Task objective –
Format all of the data below as a two-column CSV whose header row is input,output. Each row should hold the text in double quotes under input and the answer that follows it in double quotes under output, with any line breaks turned into spaces.

##### Data for this exercise #####

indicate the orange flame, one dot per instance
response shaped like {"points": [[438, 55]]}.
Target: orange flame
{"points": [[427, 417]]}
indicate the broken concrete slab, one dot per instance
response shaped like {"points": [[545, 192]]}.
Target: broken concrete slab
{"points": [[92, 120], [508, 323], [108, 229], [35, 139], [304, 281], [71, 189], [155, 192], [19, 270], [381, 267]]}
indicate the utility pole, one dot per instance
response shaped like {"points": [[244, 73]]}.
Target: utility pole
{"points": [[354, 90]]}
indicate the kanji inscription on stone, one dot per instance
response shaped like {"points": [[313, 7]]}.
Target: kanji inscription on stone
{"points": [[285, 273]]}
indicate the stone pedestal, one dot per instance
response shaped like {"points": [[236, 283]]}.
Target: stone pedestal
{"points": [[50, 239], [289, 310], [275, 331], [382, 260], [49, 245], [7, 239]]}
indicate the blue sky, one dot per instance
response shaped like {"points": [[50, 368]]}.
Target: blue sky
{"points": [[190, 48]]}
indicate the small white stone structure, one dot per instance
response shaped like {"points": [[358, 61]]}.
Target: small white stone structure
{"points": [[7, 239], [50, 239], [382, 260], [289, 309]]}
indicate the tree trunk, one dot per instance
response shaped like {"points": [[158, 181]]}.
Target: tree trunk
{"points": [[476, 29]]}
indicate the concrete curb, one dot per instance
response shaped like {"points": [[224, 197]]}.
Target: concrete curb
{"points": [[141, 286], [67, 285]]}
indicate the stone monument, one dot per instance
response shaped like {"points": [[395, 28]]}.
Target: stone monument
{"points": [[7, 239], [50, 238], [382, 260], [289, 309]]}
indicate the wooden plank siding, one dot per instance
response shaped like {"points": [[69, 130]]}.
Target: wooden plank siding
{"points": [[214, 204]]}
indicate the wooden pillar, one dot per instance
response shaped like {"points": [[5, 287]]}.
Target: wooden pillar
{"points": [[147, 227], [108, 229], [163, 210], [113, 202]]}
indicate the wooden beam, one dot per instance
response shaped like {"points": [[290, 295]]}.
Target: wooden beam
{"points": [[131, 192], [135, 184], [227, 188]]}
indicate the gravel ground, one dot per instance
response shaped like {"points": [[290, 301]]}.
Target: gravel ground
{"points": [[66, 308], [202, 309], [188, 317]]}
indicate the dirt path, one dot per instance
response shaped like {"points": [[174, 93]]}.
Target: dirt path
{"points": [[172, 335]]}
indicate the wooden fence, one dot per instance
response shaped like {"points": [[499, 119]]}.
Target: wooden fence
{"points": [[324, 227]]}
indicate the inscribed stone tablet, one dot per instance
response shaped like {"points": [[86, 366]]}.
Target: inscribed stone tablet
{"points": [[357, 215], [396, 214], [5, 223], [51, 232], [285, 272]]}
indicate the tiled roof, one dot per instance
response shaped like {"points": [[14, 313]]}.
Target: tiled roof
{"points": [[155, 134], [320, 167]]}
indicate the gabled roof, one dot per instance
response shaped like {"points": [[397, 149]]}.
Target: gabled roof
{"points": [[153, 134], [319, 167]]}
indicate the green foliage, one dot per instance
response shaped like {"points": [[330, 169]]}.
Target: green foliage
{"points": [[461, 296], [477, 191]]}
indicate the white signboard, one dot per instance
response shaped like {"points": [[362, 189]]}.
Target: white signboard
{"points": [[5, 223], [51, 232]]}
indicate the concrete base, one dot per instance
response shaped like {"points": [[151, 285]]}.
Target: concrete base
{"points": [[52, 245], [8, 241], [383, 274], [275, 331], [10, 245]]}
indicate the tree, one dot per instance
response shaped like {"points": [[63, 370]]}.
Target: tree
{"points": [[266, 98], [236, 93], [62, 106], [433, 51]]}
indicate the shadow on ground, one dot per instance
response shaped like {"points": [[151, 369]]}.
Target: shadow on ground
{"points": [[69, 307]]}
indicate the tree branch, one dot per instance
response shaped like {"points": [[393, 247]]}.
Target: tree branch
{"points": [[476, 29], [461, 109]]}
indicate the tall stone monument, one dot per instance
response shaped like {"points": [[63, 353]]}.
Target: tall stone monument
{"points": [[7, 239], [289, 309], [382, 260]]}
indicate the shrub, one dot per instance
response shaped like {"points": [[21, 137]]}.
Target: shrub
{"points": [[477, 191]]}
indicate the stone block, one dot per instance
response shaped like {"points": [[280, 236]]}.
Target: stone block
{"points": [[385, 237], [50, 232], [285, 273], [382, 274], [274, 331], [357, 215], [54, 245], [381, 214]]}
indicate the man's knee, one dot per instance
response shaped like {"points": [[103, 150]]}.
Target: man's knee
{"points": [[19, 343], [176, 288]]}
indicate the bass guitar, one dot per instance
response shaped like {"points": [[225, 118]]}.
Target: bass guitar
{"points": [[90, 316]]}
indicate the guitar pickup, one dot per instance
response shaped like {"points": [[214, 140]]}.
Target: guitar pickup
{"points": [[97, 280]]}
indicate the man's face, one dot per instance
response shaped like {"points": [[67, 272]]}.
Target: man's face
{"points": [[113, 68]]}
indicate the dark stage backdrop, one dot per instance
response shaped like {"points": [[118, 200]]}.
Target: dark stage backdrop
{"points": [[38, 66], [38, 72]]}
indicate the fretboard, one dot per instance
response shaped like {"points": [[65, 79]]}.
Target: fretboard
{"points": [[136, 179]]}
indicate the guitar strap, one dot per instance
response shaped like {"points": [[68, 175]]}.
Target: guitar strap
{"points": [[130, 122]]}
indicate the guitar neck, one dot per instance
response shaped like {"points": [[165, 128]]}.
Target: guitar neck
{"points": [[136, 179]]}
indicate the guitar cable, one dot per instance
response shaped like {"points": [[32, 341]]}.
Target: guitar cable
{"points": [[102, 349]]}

#####

Exercise output –
input,output
"indicate the orange flame, one dot per instance response shaped like {""points"": [[438, 55]]}. Target: orange flame","{""points"": [[427, 417]]}"
"indicate the broken concrete slab, one dot per instance response shaped like {""points"": [[545, 192]]}. Target: broken concrete slab","{""points"": [[92, 120], [508, 323], [108, 229], [35, 139], [304, 281], [71, 189], [155, 192], [19, 270], [381, 267]]}"
"indicate the utility pole, one dot per instance response shaped like {""points"": [[244, 73]]}. Target: utility pole","{""points"": [[354, 90]]}"
"indicate the kanji inscription on stone, one dot per instance response shaped like {""points"": [[313, 7]]}. Target: kanji inscription on stone","{""points"": [[285, 273]]}"
"indicate the stone pedestal, one dot per instance response shaped like {""points"": [[236, 283]]}. Target: stone pedestal","{""points"": [[50, 239], [289, 310], [275, 331], [382, 260], [49, 245], [7, 239]]}"
"indicate the blue sky, one dot per instance response shaped like {""points"": [[50, 368]]}. Target: blue sky","{""points"": [[190, 48]]}"
"indicate the small white stone structure, one dot per instance response shaped like {""points"": [[358, 61]]}. Target: small white stone structure","{""points"": [[7, 239], [50, 239], [382, 260], [289, 309]]}"
"indicate the tree trunk, one dot per instance response shaped like {""points"": [[158, 181]]}. Target: tree trunk","{""points"": [[476, 29]]}"
"indicate the concrete curb, one dot per instance response shaped like {""points"": [[224, 197]]}. Target: concrete curb","{""points"": [[141, 286], [67, 285]]}"
"indicate the stone monument, one dot per instance response shaped like {""points"": [[395, 28]]}. Target: stone monument","{""points"": [[7, 239], [50, 238], [382, 260], [289, 309]]}"
"indicate the wooden plank siding, one dot per instance response shaped like {""points"": [[69, 130]]}. Target: wooden plank siding","{""points"": [[214, 204]]}"
"indicate the wooden pillar, one dot per instance response shaped like {""points"": [[5, 287]]}. Target: wooden pillar","{""points"": [[147, 227], [108, 229], [163, 210], [113, 202]]}"
"indicate the wooden beam, one dot per instance response shaped like {""points"": [[290, 295]]}. Target: wooden beam","{""points"": [[131, 192], [135, 184], [227, 188]]}"
"indicate the gravel ground, one dot per instance response shaped like {""points"": [[290, 301]]}. Target: gravel ground","{""points"": [[66, 308], [202, 309], [188, 317]]}"
"indicate the dirt path, one dot per instance response shaped like {""points"": [[174, 93]]}. Target: dirt path","{""points"": [[172, 335]]}"
"indicate the wooden fence, one dot per instance response shaped like {""points"": [[499, 119]]}. Target: wooden fence","{""points"": [[324, 227]]}"
"indicate the inscribed stone tablet, one dot per instance response shaped like {""points"": [[86, 366]]}. Target: inscribed stone tablet","{""points"": [[357, 215], [396, 214], [5, 223], [51, 232], [285, 272]]}"
"indicate the tiled roof, one dot per instance response shaped like {""points"": [[14, 313]]}. Target: tiled roof","{""points"": [[155, 134], [320, 167]]}"
"indicate the gabled roof, one dot per instance response shaped like {""points"": [[397, 149]]}. Target: gabled roof","{""points"": [[153, 134], [319, 167]]}"
"indicate the green foliage, one dot per instance response shaped like {""points"": [[330, 169]]}. Target: green foliage","{""points"": [[461, 296], [477, 191]]}"
"indicate the white signboard, one dot per instance response shaped like {""points"": [[362, 189]]}. Target: white signboard","{""points"": [[5, 223], [51, 232]]}"
"indicate the concrete base, one dot per instance response shaped like {""points"": [[151, 285]]}. Target: concrete base","{""points"": [[52, 245], [8, 241], [383, 274], [275, 331], [10, 245]]}"
"indicate the tree, one dot per instance response shaped like {""points"": [[63, 370]]}. Target: tree","{""points"": [[266, 98], [236, 93], [62, 106], [433, 51]]}"
"indicate the shadow on ground, one dot per instance response shaped like {""points"": [[151, 369]]}. Target: shadow on ground","{""points"": [[69, 307]]}"
"indicate the tree branch, one dot per instance response shaped like {""points"": [[393, 247]]}. Target: tree branch","{""points"": [[476, 29], [461, 109]]}"
"indicate the tall stone monument, one dot per instance response shaped like {""points"": [[63, 353]]}. Target: tall stone monument","{""points"": [[7, 239], [289, 309], [382, 260]]}"
"indicate the shrub, one dot per instance response shaped like {""points"": [[21, 137]]}. Target: shrub","{""points"": [[477, 191]]}"
"indicate the stone block, one dot per instance response shaped like {""points"": [[280, 236]]}. Target: stone block","{""points"": [[385, 237], [50, 232], [285, 273], [382, 274], [274, 331], [357, 215], [54, 245], [381, 214]]}"
"indicate the man's knee, one dot per instance response shaped like {""points"": [[103, 150]]}. Target: man's knee","{""points"": [[19, 343], [176, 288]]}"
"indicate the bass guitar, one dot per instance response shaped like {""points"": [[225, 118]]}. Target: bass guitar","{""points"": [[90, 316]]}"
"indicate the guitar pickup, one dot per instance response shaped like {""points"": [[214, 140]]}. Target: guitar pickup","{""points"": [[97, 280]]}"
"indicate the man's face, one dot per instance response shaped like {""points"": [[67, 272]]}. Target: man's face","{""points"": [[113, 68]]}"
"indicate the dark stage backdrop, one dot per instance response shaped like {""points"": [[118, 200]]}. Target: dark stage backdrop","{""points"": [[38, 66], [38, 72]]}"
"indicate the fretboard, one dot per instance response shaped like {""points"": [[65, 79]]}. Target: fretboard","{""points"": [[136, 179]]}"
"indicate the guitar strap, one dot per instance response shaped like {""points"": [[68, 175]]}. Target: guitar strap","{""points"": [[130, 122]]}"
"indicate the guitar neck, one dot per instance response shaped like {""points"": [[165, 128]]}. Target: guitar neck","{""points"": [[136, 179]]}"
"indicate the guitar cable, one dot per instance response shaped like {""points"": [[32, 341]]}. Target: guitar cable","{""points"": [[102, 349]]}"